▸ QUOTED PASSAGE
------------------------------------------------------------------------
By Ian Haylock
This is Oxford way and an early start — 0900. I reckon it was roughly 75–90 mins drive from Teddington so allowing for at least an extra half an hour journey time and wanting to be at the venue by 0800 meant leaving home around 0600. That meant getting out my pit, fuelling and hydrating at 0500 — on a Sunday ? I don’t think so. Luckily enough, my Mother in Law lives 30 minutes from Abingdon ( thanks Lynn for your hospitality ) , so the plan was to go there on the Saturday afternoon ( stopping off en route to do a brief recce of the race location at Abingdon ) and use this as my laying up point to rest up. I just bought myself an extra hour in bed. Get up at 0600, fuel and hydrate and leave 0700 ish to be there 0730 to park up and walk to the event for 0800. All went to plan.
------------------------------------------------------------------------
Please continue the race-day account of the trip to Abingdon, starting after its final sentence.

(Stored records)
------------------------------------------------------------------------
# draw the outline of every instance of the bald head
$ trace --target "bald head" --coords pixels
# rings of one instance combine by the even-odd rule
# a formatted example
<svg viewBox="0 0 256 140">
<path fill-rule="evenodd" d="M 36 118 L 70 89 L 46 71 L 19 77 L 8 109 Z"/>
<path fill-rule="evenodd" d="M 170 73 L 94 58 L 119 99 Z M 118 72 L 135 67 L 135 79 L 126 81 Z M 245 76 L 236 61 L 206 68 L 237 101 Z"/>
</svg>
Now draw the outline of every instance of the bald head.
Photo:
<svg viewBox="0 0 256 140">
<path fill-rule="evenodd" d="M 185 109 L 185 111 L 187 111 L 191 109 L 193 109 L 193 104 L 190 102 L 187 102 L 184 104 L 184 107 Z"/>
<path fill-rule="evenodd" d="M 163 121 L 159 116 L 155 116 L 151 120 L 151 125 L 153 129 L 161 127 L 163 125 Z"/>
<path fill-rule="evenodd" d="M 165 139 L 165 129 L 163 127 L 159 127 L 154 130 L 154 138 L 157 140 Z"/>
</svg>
------------------------------------------------------------------------
▸ RESPONSE TO THE EXERCISE
When I arrived it was cold — great. Bang on what was needed, 9 degrees. On the downside it was windy. But I’ll take the wind rather than heat any day of the week. The pressure was off for this marathon, as I’d cracked my 3.30 ( only just 3:29 ) target for the year at London. I’d also got a late entry place and so had only 12 weeks to train and my 2 week summer holiday in Thailand was also coming up. In Thailand I tried running along the beach but it was bossed by a pack of stray dogs who ended up chasing me into the sea one morning — it was a warning, the beach is their office in the early hours. After that, I used to get up up at 0700 ( whilst the family were still in their pit ) and hit the treadmill and do about 10k in about 45–8 mins , then 10k on the bike ( holding 35 km/hr ) and 2k on the rower in about 7.20–30 ( 1.50–52 /500m rate ) — collapsing as I got off — quite a session. In the evenings 800m- 1 mile swim whilst the kids had some down time before the evening meal. The pool was huge, 80m long ( and you know about it ) , biggest pool in Thailand.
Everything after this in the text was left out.